### Extrait:
Je ne puis me désolidariser du sort réservé à mon frère. Chacun de mes actes engage l’homme. Chacune de mes réticences, chacune de mes lâchetés manifeste l’homme.
Frantz Fanon, Peau noire, masques blancs.
Ce travail voudrait en premier lieu donner suite à deux constatations : la première trouve ses origines dans l’étude des littératures maghrébines d’expression française, et la seconde dans l’étude du champ des littératures réunionnaises contemporaines.
Publiant en 1995 un ensemble d’études littéraires maghrébines sous le titre Littératures des immigrations, Charles Bonn donnait à cet ouvrage le sous-titre suivant : Un espace littéraire émergent 2. C’est que, à la suite des importantes migrations entre le Maghreb et la France, sur le continent européen une nouvelle littérature voyait le jour : celle des « migrants », écrivant désormais en français. Déjà, migration et exil se confondent, et de ces premiers déplacements naissent de nouveaux imaginaires, de nouvelles manières de dire et d’écrire : « un espace littéraire émergent ». Premier constat donc : de l’exil est née une nouvelle littérature… nouvelle littérature à laquelle participe pleinement Nabile Farès.
De l’autre côté de l’équateur, quelques années auparavant (en 1988), un groupe de chercheurs réunionnais mettait en exergue de la plaquette intitulée Figures de la littérature réunionnaise contemporaine les propos suivants de Robert Gauvin :
‘[…] à travers cette plaquette nous constatons avec émotion que naît, prend corps, prend forme une littérature réunionnaise authentique, d’expression française et créole, et nous nous réjouissons que [cette] voix – une voix originale – se joigne au concert universel.3 ’Ainsi, dans une même période, prennent corps deux expressions littéraires francophones distinctes, dont l’ancien statut colonial est déjà une mesure commune… certes, l’expérience des écrivains réunionnais ne peut être assimilée à celle des écrivains maghrébins (et inversement), chacun des espaces ayant ses particularités propres. Néanmoins, dans cette plaquette sont présentés deux auteurs qui ont quitté l’île depuis plusieurs années déjà, mais dont les écritures témoignent de leur appartenance à l’île : il s’agit de Monique Agénor et de Jean Lods. L’expérience du déracinement semble dès lors pouvoir constituer un pont entre les écrivains exilés de ces deux espaces respectifs.
Entre ces deux « nouveaux champs littéraires », entre ces deux « littératures émergentes », se pose l’écriture de Jean-Marie G. Le Clézio. Plus « universel », cet auteur, par ses nombreux voyages, inscrit son œuvre dans un espace référentiel bien plus large : Europe, Afrique, Amériques… et Mascareignes, du fait de l’écriture, à partir de 1985, de textes s’inscrivant dans le paysage mauricien. Naissance donc, quasi simultanée, de trois formes d’écriture semblant toutes prendre racine dans des migrations, des exils… Devons-nous n’y lire que des coïncidences ? Est-ce là le fruit du hasard, ou les déplacements d’hommes (migrations, mobilités, etc. ayant des causes politiques, démographiques, mais encore professionnelles et/ou personnelles, etc.), de plus en plus fréquents, répétés, n’ont-ils pas pu donner corps et forme à ces nouvelles écritures ? Ces déplacements n’ont-ils pas pu donner corps et forme à des imaginaires et des écritures propres aux exils ? A des écritures de l’exil ?… Peut-être est-ce là l’une des raisons pour lesquelles les voix originales de la littérature réunionnaise se joignent au concert universel ?

### Consignes:
#1 Recopiez le passage de l'extrait qui commence par « Je ne puis me » et se termine par « noire, masques blancs. ».
#2 D'après l'extrait, pourquoi l'œuvre de Jean-Marie G. Le Clézio s'inscrit-elle dans un espace référentiel plus large, qui inclut les Mascareignes ?
Le matériel ci-après est indépendant de l'extrait.

### Matériel fourni:

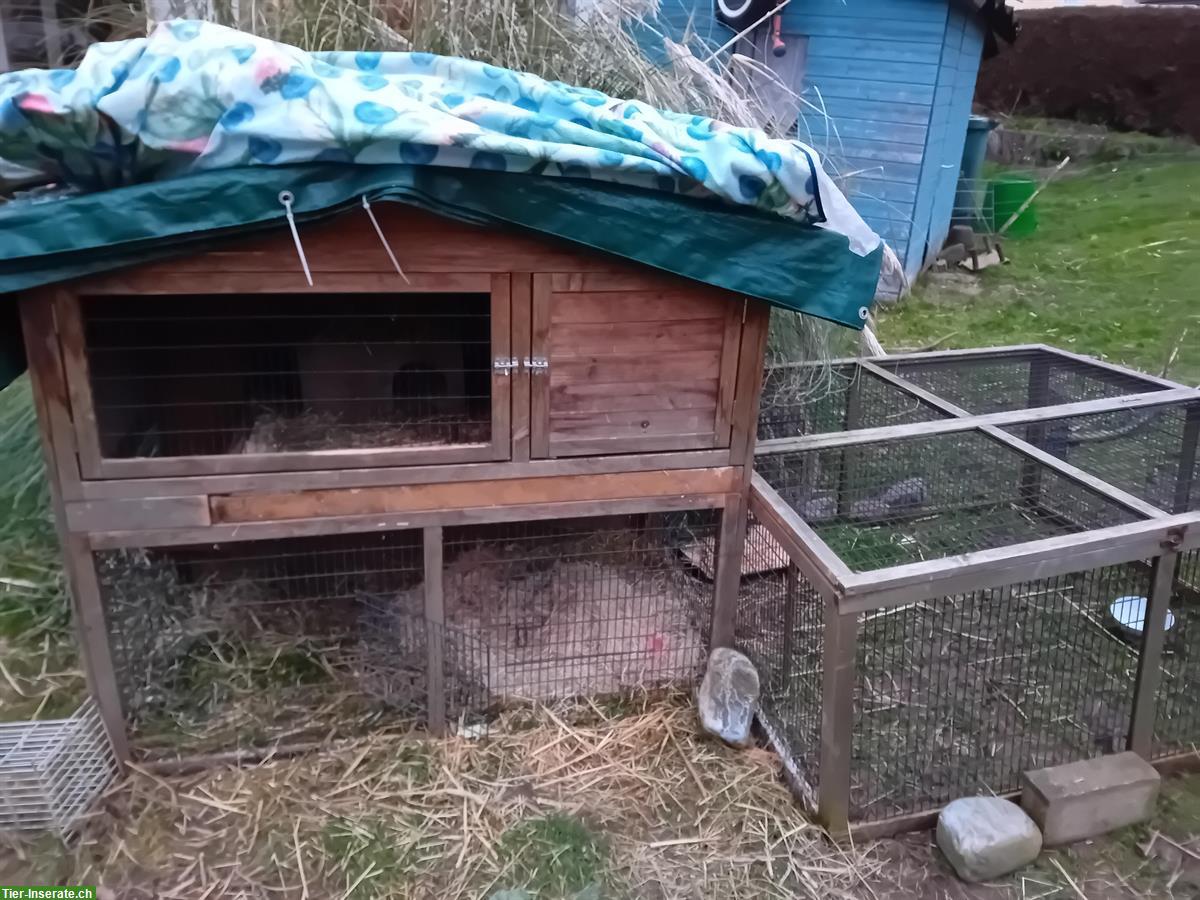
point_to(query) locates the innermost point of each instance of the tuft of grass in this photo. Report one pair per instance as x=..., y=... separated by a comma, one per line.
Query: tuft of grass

### Réponses:
#1
Je ne puis me désolidariser du sort réservé à mon frère. Chacun de mes actes engage l’homme. Chacune de mes réticences, chacune de mes lâchetés manifeste l’homme.
Frantz Fanon, Peau noire, masques blancs.

#2 Son œuvre couvre un espace plus large grâce à ses nombreux voyages : l'Europe, l'Afrique, les Amériques et les Mascareignes. Les Mascareignes s'y ajoutent parce qu'il écrit, à partir de 1985, des textes situés dans le paysage mauricien.